Activity:
Word for word, transcribe the data below.

****

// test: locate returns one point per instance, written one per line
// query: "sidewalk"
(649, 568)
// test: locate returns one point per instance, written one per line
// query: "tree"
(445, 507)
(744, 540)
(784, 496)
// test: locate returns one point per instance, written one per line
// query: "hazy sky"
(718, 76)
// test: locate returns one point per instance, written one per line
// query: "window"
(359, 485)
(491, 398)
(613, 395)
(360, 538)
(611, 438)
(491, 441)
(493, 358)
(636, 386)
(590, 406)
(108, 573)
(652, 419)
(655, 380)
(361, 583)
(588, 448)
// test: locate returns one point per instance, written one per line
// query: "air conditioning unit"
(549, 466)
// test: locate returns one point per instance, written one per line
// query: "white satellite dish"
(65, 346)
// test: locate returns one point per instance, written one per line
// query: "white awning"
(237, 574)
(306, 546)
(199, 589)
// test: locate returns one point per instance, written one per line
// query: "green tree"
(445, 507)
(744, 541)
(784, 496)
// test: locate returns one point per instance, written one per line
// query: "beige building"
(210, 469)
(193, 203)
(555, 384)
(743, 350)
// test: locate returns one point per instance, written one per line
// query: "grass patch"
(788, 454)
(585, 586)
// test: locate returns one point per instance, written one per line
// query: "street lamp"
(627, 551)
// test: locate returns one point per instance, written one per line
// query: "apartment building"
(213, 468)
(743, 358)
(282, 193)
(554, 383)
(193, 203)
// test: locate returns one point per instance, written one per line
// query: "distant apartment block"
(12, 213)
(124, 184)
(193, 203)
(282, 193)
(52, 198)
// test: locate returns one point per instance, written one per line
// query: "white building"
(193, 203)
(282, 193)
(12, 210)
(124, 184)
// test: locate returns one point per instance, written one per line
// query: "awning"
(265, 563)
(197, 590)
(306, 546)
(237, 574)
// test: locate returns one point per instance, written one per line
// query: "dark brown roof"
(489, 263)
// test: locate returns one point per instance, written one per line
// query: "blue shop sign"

****

Response to the exercise:
// test: locate returns one point per instance, written one per line
// query: "sidewalk"
(649, 568)
// test: locate returns one point per instance, written one per line
// query: "tree"
(445, 507)
(744, 540)
(784, 496)
// test: locate returns one point per instance, written one per line
// query: "hazy sky"
(718, 76)
// test: locate returns one point per instance, written one per line
// query: "window"
(359, 485)
(491, 398)
(613, 395)
(360, 538)
(611, 438)
(491, 441)
(493, 358)
(636, 386)
(590, 406)
(108, 573)
(652, 419)
(655, 380)
(361, 583)
(588, 448)
// test: locate returns one point per instance, written one per line
// query: "air conditioning unit"
(549, 466)
// test: locate returns one point per instance, written one per line
// query: "white satellite dish"
(65, 346)
// test: locate returns one point per instance, written one per line
// query: "white awning"
(237, 574)
(306, 546)
(199, 589)
// test: locate returns one point per instance, written one per line
// query: "green tree"
(445, 507)
(744, 541)
(784, 496)
// test: locate returns one point per instance, written one per line
// query: "beige building"
(210, 469)
(193, 203)
(555, 384)
(743, 350)
// test: locate returns one point per instance, written one per line
// query: "grass patch"
(788, 454)
(585, 586)
// test: locate returns one point per instance, written one per line
// query: "street lamp"
(627, 551)
// test: locate returns one point per instance, written one per line
// query: "apartment building"
(213, 468)
(743, 358)
(282, 193)
(554, 383)
(193, 203)
// test: locate returns one point per instance, written one per line
// query: "distant apartment block"
(12, 213)
(124, 184)
(193, 203)
(282, 193)
(52, 198)
// test: locate returns one point per instance, written one per line
// query: "white building"
(193, 203)
(282, 193)
(12, 210)
(124, 184)
// test: locate returns one point per instance, written one per line
// query: "awning"
(265, 563)
(197, 590)
(306, 546)
(237, 574)
// test: locate returns one point per instance, written one per line
// query: "dark brown roof"
(489, 263)
// test: locate returns one point per instance, written one per line
// query: "blue shop sign"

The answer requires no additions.